CI, Confidence interval; OR, Odds ratios; OAD, Oral antidiabetic treatment

^aModel 1: unadjusted

^bModel 2: adjusted for age at wave 10, educational level, smoking status, physical activity, family history of diabetes, hypercholesterolemia, hypertension, body mass index, dietary inflammatory index, daily brushing frequency and annual frequency of visits to the dentist

There was no interaction between diabetes status and diabetes characteristics and BMI, smoking status and family history of diabetes on oral health. Further adjustment for mentally tiring work did not change the results (data not tabulated).

Discussion

The present study demonstrates that older women with diabetes were more likely to report poor oral health than those without diabetes. Diabetes characteristics such as age at diabetes diagnosis, diabetes duration and diabetes treatment were also correlated with poor perceived oral health, even after adjusting for multiple potential confounders. With regards to components of oral health, diabetes duration and age at diagnosis were correlated with periodontitis and gingivitis in addition to wearing prostheses and problems of biting and chewing.

In the general population, oral health has been associated with low socioeconomic status and social security coverage [27]. Although in our study, all women were affiliated to the French national health insurance plan for teachers and our analyses took into account the level of education, we found an association between diabetes status and oral health. The high risk we observed would probably be higher in French women of the same age in the general population.

It has been found that individuals with diabetes have a higher prevalence or higher risk of oral health in several cross-sectional and prospective studies [28–30]. The main oral diseases explored so far in the literature were periodontal disease and caries. For periodontal disease, the odds is increased approximately threefold in people with diabetes compared to the general population [31] and for dental caries, people with type 2 diabetes exhibit higher rates of dental caries and are at higher risk of caries developing [32, 33].

There are very few epidemiological studies directed to tooth loss, wearing prostheses and problems of biting and chewing, and studies are exclusively focused on the associations with diabetes status [4] and glycemic control [29, 30, 34–36]. Kapp et al. reported a correlation between diabetes and tooth loss in a population-based sample of adults [36]. A recent study in French population also reported that people with diabetes tend to undergo dental extractions earlier and more often compared to those without diabetes [29].

Few studies have considered the different characteristics of diabetes such as duration, age at diagnosis in relation to oral health, and none have included as many parameters as those included in this study. Three papers have previously shown an association between the duration of diabetes and a higher prevalence of oral health diseases [12, 37, 38]. Mohamed et al. reported that the level of coronal caries was significantly higher in long compared to short duration of type 2 diabetes group (≤ 10 years) [12]. In addition, Moore et al. reported that longer duration of diabetes was possibly related to partial tooth loss [37] and to periodontal disease [38]. Similarly, we have not been able to find any studies in the literature regarding the treatments used for diabetes in relation with oral health.
• • • • • • •
▶ **Description of the task**: In the text on diabetes and oral health, which health insurance plan were all the women in the study affiliated to? The records are taken from a separate source unrelated to the text.

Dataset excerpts
• • • • • • •
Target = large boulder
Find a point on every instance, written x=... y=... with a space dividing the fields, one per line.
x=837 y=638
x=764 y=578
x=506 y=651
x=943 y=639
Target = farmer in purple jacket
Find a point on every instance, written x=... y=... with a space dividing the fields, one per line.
• • • • • • •
▶ **Response to this exercise**: The French national health insurance plan for teachers.